___ STORED ROWS ___
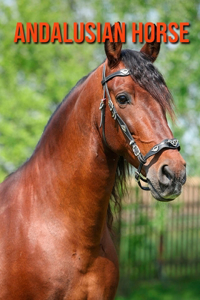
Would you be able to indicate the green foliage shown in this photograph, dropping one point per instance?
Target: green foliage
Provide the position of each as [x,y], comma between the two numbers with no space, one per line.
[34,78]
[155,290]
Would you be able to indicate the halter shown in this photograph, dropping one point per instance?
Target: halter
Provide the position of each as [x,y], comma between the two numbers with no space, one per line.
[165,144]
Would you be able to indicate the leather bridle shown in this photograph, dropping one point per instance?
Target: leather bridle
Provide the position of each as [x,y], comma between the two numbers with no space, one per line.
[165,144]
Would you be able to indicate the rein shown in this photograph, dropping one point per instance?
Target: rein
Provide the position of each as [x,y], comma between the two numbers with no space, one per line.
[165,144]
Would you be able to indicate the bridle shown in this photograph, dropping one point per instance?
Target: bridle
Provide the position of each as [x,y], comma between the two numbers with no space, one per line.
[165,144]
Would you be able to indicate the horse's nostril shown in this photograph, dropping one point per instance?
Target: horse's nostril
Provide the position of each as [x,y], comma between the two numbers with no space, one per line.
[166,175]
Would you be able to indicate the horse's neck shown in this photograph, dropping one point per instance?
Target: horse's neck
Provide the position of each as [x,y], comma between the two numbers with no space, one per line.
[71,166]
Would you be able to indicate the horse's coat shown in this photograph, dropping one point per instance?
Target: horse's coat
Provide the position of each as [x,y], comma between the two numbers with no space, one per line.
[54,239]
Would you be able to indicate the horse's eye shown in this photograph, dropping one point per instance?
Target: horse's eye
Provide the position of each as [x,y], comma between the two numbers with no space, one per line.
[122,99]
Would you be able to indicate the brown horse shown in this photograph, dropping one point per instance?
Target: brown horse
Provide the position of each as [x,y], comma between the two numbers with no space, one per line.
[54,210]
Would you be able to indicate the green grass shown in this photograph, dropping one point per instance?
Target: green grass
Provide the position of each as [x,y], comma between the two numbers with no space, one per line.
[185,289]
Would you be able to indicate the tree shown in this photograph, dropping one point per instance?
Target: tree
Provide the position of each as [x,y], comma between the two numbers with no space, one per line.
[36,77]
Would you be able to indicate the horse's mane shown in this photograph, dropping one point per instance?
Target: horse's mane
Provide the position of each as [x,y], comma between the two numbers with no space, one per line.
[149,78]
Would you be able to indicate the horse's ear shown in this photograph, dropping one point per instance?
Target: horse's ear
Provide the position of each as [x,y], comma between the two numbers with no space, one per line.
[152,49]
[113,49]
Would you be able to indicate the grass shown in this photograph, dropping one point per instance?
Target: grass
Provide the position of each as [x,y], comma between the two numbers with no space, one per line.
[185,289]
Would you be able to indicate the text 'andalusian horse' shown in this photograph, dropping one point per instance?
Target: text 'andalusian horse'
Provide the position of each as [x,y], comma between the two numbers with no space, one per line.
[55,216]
___
**STATED EXERCISE:** Copy the records word for word, from the line containing "Would you be able to indicate the text" through the end of the records.

**RESULT:**
Would you be able to indicate the text 'andalusian horse' shown in this photograph, dropping one point per instance?
Target: text 'andalusian horse'
Provide the position of each as [x,y], comma between the two numbers with no space, one per line.
[55,216]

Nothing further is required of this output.